- _What you should do_
Copy word for word the entries below from the line holding "Indicate one point for each instance of the woman's left" through the end of the entries, inclusive. Leave out the pictures.

- _Extracted information_

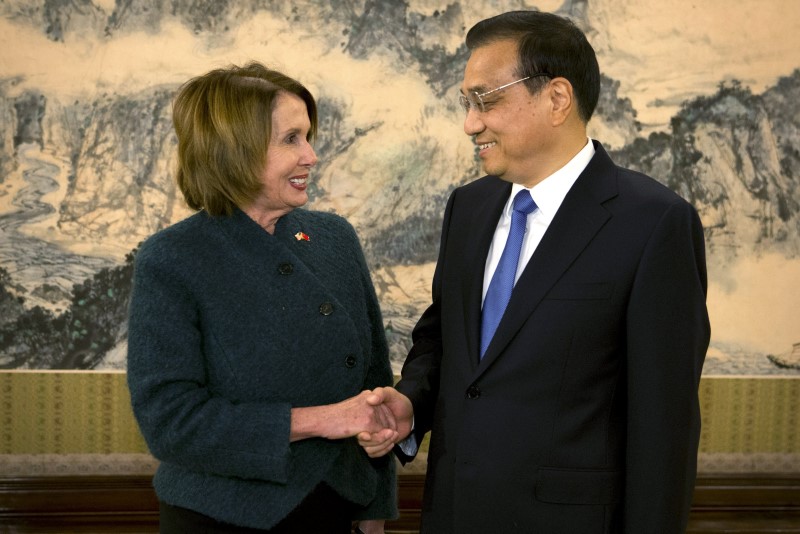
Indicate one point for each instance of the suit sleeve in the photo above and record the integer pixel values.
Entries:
(667, 337)
(420, 375)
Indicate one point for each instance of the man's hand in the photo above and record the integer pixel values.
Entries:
(345, 419)
(379, 443)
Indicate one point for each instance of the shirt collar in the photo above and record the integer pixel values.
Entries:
(550, 192)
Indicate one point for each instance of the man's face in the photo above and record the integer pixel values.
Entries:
(513, 133)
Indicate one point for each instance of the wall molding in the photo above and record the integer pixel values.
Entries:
(126, 503)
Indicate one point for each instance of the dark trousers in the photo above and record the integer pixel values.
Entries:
(323, 511)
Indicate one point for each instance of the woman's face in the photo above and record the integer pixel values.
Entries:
(289, 157)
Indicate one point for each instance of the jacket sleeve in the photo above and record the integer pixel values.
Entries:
(667, 336)
(420, 375)
(181, 419)
(379, 374)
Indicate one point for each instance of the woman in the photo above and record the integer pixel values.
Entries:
(254, 329)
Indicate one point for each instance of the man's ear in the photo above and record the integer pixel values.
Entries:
(562, 100)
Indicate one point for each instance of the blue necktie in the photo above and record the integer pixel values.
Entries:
(499, 292)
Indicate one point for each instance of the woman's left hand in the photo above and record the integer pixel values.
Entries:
(370, 526)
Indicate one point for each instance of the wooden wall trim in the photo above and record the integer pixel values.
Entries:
(721, 502)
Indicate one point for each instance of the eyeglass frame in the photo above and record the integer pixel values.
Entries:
(477, 103)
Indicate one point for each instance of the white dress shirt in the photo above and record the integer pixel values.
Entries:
(548, 196)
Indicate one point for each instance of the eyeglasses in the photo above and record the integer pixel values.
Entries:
(473, 100)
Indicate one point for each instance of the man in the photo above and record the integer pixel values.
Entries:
(573, 407)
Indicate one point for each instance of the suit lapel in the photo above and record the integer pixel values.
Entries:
(485, 217)
(578, 220)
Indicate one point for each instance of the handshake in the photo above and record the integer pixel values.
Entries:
(393, 417)
(378, 419)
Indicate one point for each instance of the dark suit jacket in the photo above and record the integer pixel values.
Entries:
(231, 327)
(583, 416)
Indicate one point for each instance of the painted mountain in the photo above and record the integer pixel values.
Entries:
(87, 152)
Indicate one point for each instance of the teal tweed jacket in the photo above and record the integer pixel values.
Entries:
(229, 328)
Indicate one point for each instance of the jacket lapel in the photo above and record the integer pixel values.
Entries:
(485, 217)
(578, 220)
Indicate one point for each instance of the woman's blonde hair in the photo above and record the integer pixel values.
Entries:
(223, 122)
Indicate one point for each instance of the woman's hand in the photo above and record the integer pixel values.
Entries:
(344, 419)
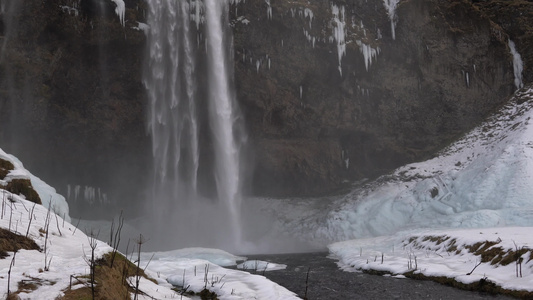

- _Solution for this exercise_
Indicate one point for each instance of the woman's left hand in the photo above and record the integer pixel values.
Entries:
(370, 526)
Indicate one point for each instance of the wooden wall trim in the photo above and record the integer pixel values.
Entries:
(721, 502)
Indicate one point for each instance of the eyeglass frame in the photo above and record the integer pixel values.
Entries:
(477, 103)
Indicate one point for each instance of the white dress shirt in the photo above and record the integer pixel values.
Entries:
(548, 196)
Indicate one point for each instance of the eyeglasses in the photo above and record the integer pixel values.
Entries:
(473, 100)
Indicate one point for each instance of the man in the photo above and record the integer pixel values.
Entries:
(573, 407)
Indicate one point for each instance of the suit lapel in the photo above and record the integer pixel values.
Entries:
(485, 217)
(578, 220)
Indicate one point for each instance of the handshake in the photo above and record the integer pixel values.
Entries:
(393, 417)
(378, 419)
Indicate one point for each instance of the dark suit jacket in the photo above and record the integer pixel values.
Entries:
(231, 327)
(583, 416)
Indicate one point for each instance of the painted mountain in the photo above and record the integer pixel values.
Entries:
(87, 152)
Indicate one point for each instance of the teal tweed jacket in the photo above and record the integer pixel values.
Entries:
(229, 328)
Indicate one point for each instance of the jacket lapel in the photo above and record the integer pixel values.
Entries:
(485, 217)
(578, 220)
Indicate one point for each instance of the woman's blonde hair in the photo above and record the integer pixel values.
Entries:
(223, 122)
Indicate one point for each instance of the woman's hand in the photo above and record the integer pixel values.
Entries:
(344, 419)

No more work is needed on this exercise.